* **Document extract**
=== Begin Enclosure ===
ENG-28527 - UI for LMEval (#887)

BSynRedhat · web-flow · commit bdaadd6be324 · 2025-07-31T17:36:17.000+01:00
* New module for using UI for LMEval

* Updating a word

* updates after peer review

* updated after peer review 2

* Updated acc to peer review and QE advice
diff --git a/assemblies/evaluating-large-language-models.adoc b/assemblies/evaluating-large-language-models.adoc
@@ -21,6 +21,8 @@ include::modules/lmeval-evaluation-job.adoc[leveloffset=+1]
 
 include::modules/lmeval-evaluation-job-properties.adoc[leveloffset=+1]
 
+include::modules/performing-model-evaluations-in-the-dashboard.adoc[leveloffset=+1]
+
 include::./lmeval-scenarios.adoc[leveloffset=+1]
 
 
diff --git a/modules/performing-model-evaluations-in-the-dashboard.adoc b/modules/performing-model-evaluations-in-the-dashboard.adoc
@@ -0,0 +1,141 @@
+:_module-type: PROCEDURE
+
+ifdef::context[:parent-context: {context}]
+[id="performing-model-evaluations-in-the-dashboard_{context}"]
+= Performing model evaluations in the dashboard
+
+[role='_abstract']
+LM-Eval is a Language Model Evaluation as a Service (LM-Eval-aaS) feature integrated into the TrustyAI Operator. It offers a unified framework for testing generative language models across a wide variety of evaluation tasks. 
+You can use LM-Eval through the {productname-long} dashboard or the command line interface (CLI).
+These instructions are for using the dashboard.
+
+
+ifndef::upstream[]
+[IMPORTANT]
+====
+ifdef::self-managed[]
+Model evaluation through the dashboard is currently available in {productname-long} {vernum} as a Technology Preview feature.
+endif::[]
+ifdef::cloud-service[]
+Model evaluation through the dashboard is currently available in {productname-long} as a Technology Preview feature.
+endif::[]
+Technology Preview features are not supported with {org-name} production service level agreements (SLAs) and might not be functionally complete.
+{org-name} does not recommend using them in production.
+These features provide early access to upcoming product features, enabling customers to test functionality and provide feedback during the development process.
+For more information about the support scope of {org-name} Technology Preview features, see link:https://access.redhat.com/support/offerings/techpreview/[Technology Preview Features Support Scope].
+====
+endif::[]
+
+
+.Prerequisites
+
+* You have logged in to {productname-long} with administrator privileges.
+ 
+ifdef::upstream[]
+* You have enabled the TrustyAI component, as described in link:{odhdocshome}/monitoring-data-science-models/#enabling-trustyai-component_monitor[Enabling the TrustyAI component].
+endif::[]
+ifndef::upstream[]
+* You have enabled the TrustyAI component, as described in link:{rhoaidocshome}{default-format-url}/monitoring_data_science_models/configuring-trustyai_monitor#enabling-trustyai-component_monitor[Enabling the TrustyAI component].
+endif::[]
+
+* You have created a data science project in {productname-short}.
+
+* You have deployed an LLM model in your data science project.
=== End Enclosure ===
(Excerpts from a dataset)
=== Begin Enclosure ===
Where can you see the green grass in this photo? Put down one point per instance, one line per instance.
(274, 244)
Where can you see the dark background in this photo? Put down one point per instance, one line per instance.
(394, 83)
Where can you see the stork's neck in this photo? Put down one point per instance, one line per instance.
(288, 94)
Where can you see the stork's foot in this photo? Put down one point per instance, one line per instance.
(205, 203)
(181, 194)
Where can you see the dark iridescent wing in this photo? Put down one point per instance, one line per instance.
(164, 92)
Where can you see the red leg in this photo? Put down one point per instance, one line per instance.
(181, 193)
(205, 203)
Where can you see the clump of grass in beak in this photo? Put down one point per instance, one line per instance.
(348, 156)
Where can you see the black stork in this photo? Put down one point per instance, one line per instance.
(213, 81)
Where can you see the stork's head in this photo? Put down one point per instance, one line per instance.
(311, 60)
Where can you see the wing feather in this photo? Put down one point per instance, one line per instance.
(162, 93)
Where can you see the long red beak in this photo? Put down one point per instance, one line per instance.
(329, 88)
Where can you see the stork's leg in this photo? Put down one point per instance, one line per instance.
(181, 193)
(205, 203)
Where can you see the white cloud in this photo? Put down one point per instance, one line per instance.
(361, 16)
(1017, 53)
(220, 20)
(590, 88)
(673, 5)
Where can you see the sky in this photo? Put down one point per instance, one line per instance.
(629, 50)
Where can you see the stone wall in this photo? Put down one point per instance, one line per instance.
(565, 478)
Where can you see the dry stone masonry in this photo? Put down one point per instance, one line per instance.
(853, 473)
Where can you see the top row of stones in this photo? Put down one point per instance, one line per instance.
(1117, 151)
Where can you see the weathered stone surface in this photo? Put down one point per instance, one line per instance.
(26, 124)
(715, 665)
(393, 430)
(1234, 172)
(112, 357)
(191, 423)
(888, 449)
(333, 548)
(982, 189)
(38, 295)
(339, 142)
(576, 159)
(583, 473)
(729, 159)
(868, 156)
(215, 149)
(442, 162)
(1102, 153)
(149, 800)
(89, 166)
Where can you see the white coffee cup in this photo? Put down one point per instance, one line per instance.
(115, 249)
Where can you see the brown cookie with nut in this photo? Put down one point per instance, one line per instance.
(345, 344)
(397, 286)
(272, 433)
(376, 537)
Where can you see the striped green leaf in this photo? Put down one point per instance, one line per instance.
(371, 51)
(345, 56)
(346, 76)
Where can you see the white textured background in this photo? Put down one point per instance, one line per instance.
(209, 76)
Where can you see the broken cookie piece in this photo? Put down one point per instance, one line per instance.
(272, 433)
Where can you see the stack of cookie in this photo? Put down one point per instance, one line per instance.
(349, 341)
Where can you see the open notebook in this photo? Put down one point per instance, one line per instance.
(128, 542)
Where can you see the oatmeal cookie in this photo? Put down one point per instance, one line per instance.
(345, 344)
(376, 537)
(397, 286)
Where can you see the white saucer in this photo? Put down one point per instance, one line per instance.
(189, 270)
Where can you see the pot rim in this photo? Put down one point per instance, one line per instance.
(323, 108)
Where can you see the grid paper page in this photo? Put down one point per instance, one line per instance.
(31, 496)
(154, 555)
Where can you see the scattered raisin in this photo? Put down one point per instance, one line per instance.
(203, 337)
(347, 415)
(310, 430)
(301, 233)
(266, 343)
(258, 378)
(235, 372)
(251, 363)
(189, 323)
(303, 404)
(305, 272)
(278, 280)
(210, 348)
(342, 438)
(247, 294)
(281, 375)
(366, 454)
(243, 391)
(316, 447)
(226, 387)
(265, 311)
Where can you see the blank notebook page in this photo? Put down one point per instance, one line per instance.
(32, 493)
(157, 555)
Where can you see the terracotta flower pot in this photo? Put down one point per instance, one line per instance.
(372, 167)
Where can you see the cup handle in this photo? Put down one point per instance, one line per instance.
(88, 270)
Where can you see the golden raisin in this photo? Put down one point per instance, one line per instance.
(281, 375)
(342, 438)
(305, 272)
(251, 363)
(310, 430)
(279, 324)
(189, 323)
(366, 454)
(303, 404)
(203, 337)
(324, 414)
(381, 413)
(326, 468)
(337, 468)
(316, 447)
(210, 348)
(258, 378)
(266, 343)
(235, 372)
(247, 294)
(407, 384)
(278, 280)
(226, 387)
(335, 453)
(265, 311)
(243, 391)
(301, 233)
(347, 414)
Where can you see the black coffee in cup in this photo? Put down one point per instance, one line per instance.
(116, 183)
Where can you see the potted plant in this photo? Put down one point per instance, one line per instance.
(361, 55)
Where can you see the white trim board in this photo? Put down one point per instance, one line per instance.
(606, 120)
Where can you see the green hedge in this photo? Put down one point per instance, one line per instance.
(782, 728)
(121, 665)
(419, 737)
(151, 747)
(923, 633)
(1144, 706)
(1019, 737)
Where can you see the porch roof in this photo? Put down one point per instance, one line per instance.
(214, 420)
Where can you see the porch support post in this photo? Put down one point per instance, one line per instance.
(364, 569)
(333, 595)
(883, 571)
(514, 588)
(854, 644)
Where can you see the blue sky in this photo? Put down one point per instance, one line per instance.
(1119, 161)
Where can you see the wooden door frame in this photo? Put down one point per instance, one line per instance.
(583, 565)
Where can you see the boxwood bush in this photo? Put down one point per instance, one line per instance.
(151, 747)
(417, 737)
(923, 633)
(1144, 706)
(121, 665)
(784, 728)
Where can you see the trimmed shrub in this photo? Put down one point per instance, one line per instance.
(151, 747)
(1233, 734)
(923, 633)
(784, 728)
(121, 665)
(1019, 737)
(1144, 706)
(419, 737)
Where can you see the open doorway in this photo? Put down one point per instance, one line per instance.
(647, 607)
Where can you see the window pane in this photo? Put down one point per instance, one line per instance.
=== End Enclosure ===
* **What you need to do**
1. According to the LMEval dashboard commit, why is using Technology Preview features in production not recommended?
2. Resume the LMEval dashboard commit from where it stops.

* **Outputs for the tasks**
1. Technology Preview features are not supported with production service level agreements (SLAs) and might not be functionally complete.

2.
+
+ifdef::upstream[]
+[NOTE]
+--
+By default, the *Model evaluations* option is hidden from the dashboard navigation menu. To show the *Model evaluations* option in the dashboard, go to the `OdhDashboardConfig` custom resource (CR) in {productname-long} and set the `disableLMEval` value to `false`. For more information about enabling dashboard configuration options, see link:{odhdocshome}/managing-resources/#ref-dashboard-configuration-options_dashboard[Dashboard configuration options].
+--
+endif::[]
+ifndef::upstream[]
+[NOTE]
+--
+By default, the *Model evaluations* option is hidden from the dashboard navigation menu. To show the *Model evaluations* option in the dashboard, go to the go to the `OdhDashboardConfig` custom resource (CR) in {productname-long} and set the `disableLMEval` value to false. or more information about enabling dashboard configuration options, see link:{rhoaidocshome}{default-format-url}/managing_openshift_ai/customizing-the-dashboard#ref-dashboard-configuration-options_dashboard[Dashboard configuration options].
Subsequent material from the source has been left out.